→ **PAGE EXCERPT**:
I thank Baum and Schwartz for all the deliciousness and then walk (I wish I had Dizengoff's horse) back to Old Jaffa. It takes some looking, but at the top of the hill I find Yoko Kitahara House of Treatments & Gallery, a spa hidden behind a small iron gate marked with scarcely more than a business card. I ring the bell and enter a sparse space inside a pair of 500-year-old, arch-ceilinged Ottoman homes. My appointment begins with a traditional ashiyu (Japanese footbath) and continues with a hogushi aromatherapy massage. Afterward, I have a cup of tea while seated on a tatami mat, looking out a window at the sea and chatting with the spa's eponymous owner, who says she moved to Tel Aviv “for love."
Suspended Orange Tree, in Old Jaffa
“I wanted to do a nice place in Jaffa," Kitahara says, “but I didn't want to create a Japanese 'shrine.' We want it to be a surprise, a hidden place with some Israeli culture and Japanese culture—to make harmony."
I tend to prefer cacophony to harmony, so next I peruse the flea market, which is surrounded by bustling bars and trendy boutiques. I stop at the gallery 8 in Jaffa to gawk at grotesque ceramic sculptures by Alma Moriah-Winik, and at The Cuckoo's Nest, an antiques shop/gallery/bar, to take in a heart sculpture composed of paint brushes. Just across Jerusalem Boulevard, I reach my new digs, The Drisco Hotel, a landmark boutique hidden down a narrow street at the crossroads of Jaffa, Neve Tzedek, and Florentin. Nap time!
“My first bite of falafel send me reeling. Literally, I almost fall down."
Mushrooms and tapioca at Opa
The sun has set by the time I'm done snoozing, and I'm (miraculously) ready for dinner. It seems as though every wall and garage door in Florentin bursts with graffiti, which makes the unadorned white decor at Opa, around the corner from the Levinsky Market, even more sleek and refreshing. That description also applies to the entirely vegetarian menu: sliced pears with chervil and green garlic; a prime rib–like cut of red cabbage with grapefruit foam and white balsamic dressing; a circular presentation of mushrooms and crispy tapioca that I'm not sure if I should eat or wear on my head like a crown. Who needs protein?
I finish my meal just in time to make the curtain at the Suzanne Dellal Centre for Dance and Theatre, a performing arts hub that sparked the renaissance of Neve Tzedek and is home to the famed Batsheva Dance Company. On stage tonight is The Hill, in which a trio led by choreographer Roy Assaf enacts a visceral portrayal of the experiences of veterans—a particularly relevant topic in a country that has compulsory military service and has been through numerous conflicts with its neighbors. The depiction of PTSD, in which one of the dancers repeatedly hits himself in the head while one of the others tries to restrain him, is breathtaking.

→ **REQUIRED TASKS**:
(A) Answer these questions from the Jaffa travel excerpt:
(i) What two treatments make up the spa appointment?
(ii) Which choreographer leads the trio in The Hill?
(iii) At the crossroads of which three areas does The Drisco Hotel stand?
(B) Quote the Jaffa travel excerpt from "I tend to prefer" to "Florentin. Nap time!".

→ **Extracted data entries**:

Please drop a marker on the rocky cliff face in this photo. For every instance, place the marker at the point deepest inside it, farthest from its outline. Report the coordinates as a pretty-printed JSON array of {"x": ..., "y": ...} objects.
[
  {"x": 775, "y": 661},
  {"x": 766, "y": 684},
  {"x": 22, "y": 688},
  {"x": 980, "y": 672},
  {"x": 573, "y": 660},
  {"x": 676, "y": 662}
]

...

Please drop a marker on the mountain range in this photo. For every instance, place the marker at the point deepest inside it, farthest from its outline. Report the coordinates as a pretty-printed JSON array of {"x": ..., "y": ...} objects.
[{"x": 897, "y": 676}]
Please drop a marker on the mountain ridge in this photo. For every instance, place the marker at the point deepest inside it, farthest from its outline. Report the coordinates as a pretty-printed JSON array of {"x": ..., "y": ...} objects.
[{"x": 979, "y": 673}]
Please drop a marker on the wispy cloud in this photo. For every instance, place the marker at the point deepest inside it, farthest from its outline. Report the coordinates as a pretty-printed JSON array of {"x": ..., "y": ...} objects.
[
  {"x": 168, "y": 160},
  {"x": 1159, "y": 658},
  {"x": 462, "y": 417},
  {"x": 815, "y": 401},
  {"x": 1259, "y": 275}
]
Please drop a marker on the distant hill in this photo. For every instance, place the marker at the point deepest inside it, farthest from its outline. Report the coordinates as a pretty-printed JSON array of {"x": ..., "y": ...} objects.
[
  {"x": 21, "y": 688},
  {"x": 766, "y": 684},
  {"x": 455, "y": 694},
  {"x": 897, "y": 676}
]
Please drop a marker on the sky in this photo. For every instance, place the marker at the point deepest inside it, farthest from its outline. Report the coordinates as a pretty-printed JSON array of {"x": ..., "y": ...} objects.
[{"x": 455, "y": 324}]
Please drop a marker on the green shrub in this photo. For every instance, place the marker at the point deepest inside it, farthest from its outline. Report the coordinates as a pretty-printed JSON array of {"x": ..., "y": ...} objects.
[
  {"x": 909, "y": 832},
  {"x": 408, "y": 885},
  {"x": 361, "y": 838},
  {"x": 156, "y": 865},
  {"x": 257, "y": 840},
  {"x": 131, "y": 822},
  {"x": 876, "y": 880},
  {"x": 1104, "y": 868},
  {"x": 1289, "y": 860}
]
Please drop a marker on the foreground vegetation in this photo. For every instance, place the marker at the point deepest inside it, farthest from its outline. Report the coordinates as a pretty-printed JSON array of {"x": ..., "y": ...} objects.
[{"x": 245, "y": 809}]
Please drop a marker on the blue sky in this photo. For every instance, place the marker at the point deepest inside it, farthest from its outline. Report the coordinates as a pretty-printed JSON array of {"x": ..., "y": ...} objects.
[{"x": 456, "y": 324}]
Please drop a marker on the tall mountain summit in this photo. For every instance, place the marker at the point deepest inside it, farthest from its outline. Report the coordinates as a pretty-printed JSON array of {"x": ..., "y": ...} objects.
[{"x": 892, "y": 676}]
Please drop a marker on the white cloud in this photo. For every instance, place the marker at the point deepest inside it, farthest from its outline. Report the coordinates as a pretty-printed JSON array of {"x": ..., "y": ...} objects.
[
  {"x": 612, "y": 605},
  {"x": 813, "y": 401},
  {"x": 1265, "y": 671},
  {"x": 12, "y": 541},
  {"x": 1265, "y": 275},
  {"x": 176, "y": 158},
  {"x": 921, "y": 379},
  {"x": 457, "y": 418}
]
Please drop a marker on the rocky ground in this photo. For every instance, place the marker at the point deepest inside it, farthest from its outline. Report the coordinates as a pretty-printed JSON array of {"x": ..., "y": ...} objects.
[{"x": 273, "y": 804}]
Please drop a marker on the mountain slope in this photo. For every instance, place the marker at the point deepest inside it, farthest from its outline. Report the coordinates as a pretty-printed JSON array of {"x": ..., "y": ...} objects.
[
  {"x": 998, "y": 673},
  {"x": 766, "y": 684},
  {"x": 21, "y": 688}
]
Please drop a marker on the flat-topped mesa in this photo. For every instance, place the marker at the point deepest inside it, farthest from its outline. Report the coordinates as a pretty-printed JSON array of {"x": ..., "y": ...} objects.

→ **ANSWERS PER TASK**:
(A)
(i) A traditional ashiyu (Japanese footbath) and a hogushi aromatherapy massage.
(ii) Roy Assaf.
(iii) Jaffa, Neve Tzedek, and Florentin.

(B)
I tend to prefer cacophony to harmony, so next I peruse the flea market, which is surrounded by bustling bars and trendy boutiques. I stop at the gallery 8 in Jaffa to gawk at grotesque ceramic sculptures by Alma Moriah-Winik, and at The Cuckoo's Nest, an antiques shop/gallery/bar, to take in a heart sculpture composed of paint brushes. Just across Jerusalem Boulevard, I reach my new digs, The Drisco Hotel, a landmark boutique hidden down a narrow street at the crossroads of Jaffa, Neve Tzedek, and Florentin. Nap time!